Please rewrite everything from the line containing "Every <instance> marks" down to the line containing "positive clicks: (103, 267)", both included, with "exact bounding box" replaced by "precise bounding box" and all else left unchanged.

..............................

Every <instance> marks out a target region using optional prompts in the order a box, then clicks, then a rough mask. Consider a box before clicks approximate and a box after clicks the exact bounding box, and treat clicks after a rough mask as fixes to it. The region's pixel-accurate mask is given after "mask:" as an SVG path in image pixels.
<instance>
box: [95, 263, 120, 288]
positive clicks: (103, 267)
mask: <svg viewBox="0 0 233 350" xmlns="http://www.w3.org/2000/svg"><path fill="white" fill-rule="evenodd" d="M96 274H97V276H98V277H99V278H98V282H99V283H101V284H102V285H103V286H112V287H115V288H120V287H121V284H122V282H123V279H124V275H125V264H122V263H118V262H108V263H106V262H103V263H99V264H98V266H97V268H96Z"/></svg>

..............................

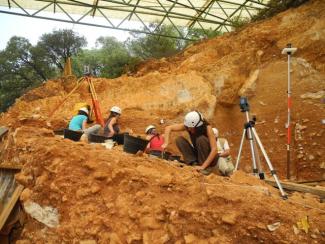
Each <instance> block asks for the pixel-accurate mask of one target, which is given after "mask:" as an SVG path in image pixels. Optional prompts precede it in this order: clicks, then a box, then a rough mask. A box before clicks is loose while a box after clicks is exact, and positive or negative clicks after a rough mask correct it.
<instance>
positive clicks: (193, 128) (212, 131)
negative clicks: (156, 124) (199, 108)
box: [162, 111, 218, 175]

..............................

*Written response*:
Every <instance> marks out a target region using optional prompts in the order a box, then clicks, then a rough mask. Consider a box before clicks approximate and a box after clicks the precise bounding box, and treat clicks after a rough mask as fixes to it. The region's pixel-accurate mask is given after "mask:" as an SVG path in image pixels.
<instance>
box: [95, 263, 120, 288]
positive clicks: (103, 267)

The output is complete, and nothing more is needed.